→ **Short task**
Reproduce every one of the entries below word for word.

>> start

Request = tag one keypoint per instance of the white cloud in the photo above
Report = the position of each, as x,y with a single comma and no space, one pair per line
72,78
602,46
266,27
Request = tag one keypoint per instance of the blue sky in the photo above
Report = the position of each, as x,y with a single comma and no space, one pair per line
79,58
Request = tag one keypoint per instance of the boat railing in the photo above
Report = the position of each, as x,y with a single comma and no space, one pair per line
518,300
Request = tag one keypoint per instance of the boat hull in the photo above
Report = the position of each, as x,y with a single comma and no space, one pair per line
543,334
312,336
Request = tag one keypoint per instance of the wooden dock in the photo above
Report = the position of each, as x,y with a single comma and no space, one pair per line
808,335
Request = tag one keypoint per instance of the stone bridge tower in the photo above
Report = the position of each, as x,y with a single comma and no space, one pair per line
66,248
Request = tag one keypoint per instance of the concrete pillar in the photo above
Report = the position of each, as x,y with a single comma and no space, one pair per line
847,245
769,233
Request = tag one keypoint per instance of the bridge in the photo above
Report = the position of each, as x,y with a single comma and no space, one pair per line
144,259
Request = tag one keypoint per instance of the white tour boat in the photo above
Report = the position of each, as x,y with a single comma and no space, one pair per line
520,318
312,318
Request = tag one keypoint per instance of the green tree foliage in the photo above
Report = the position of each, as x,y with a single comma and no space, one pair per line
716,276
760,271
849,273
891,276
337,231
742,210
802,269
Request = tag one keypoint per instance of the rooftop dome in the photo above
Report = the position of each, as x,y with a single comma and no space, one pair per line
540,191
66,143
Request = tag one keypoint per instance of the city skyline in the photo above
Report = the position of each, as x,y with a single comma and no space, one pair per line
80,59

>> end

→ **Result for this exercise**
Request = tag one keypoint per instance of the white cloud in the photo above
Report = the position of each, as x,y with a single comma and no space, one pair per line
72,78
602,46
266,27
Request = tag one keypoint per instance of the blue sky in the photo above
Report = the position of each, as x,y with a single comma and no space, one pair per line
79,58
Request = tag one keypoint per instance of the boat railing in the photo above
Report = the position of each, as x,y with a single comma and no space, one pair per line
518,300
Request = tag one keypoint per instance of the boat hull in the photo above
Report = the position of each, as x,y with a single comma and no space, one pair per line
543,334
312,336
Request = tag one keypoint per instance of the wooden dock in the photo above
Report = the position of each, as x,y with a single comma and no space, one pair per line
808,335
Request = tag one keypoint per instance of the stone bridge tower in the photo above
Report = the position of each, as x,y with a single comma and no space, one pair per line
66,248
Request = tag one keypoint per instance of the concrete pillar in the photo above
Report = the position of each, as x,y with a single comma and no space, one pair per line
847,245
769,233
Request = tag one keypoint per instance of the bridge in the photo above
Report = the position of each, as x,y with a single comma and no space, one pair per line
144,259
Request = tag one keypoint per instance of the white tour boat in the photo above
Report = the position of each, as x,y with a single comma and no space, one pair per line
520,318
312,318
Request = tag one keypoint per instance of the green tree foliage in the photo above
Report = the position of each, as x,y with a single comma and no space, one pair per line
716,276
760,271
849,273
891,276
337,231
742,210
802,269
Request = tag one keypoint per instance of the rooftop dome in the photo above
Report = the position of each, as x,y with a single comma and no space, one pair per line
540,191
66,143
Request = tag one keypoint per instance of the city skyline in the photo above
Report = the position of each, as x,y with a single comma and no space, one pair per line
80,59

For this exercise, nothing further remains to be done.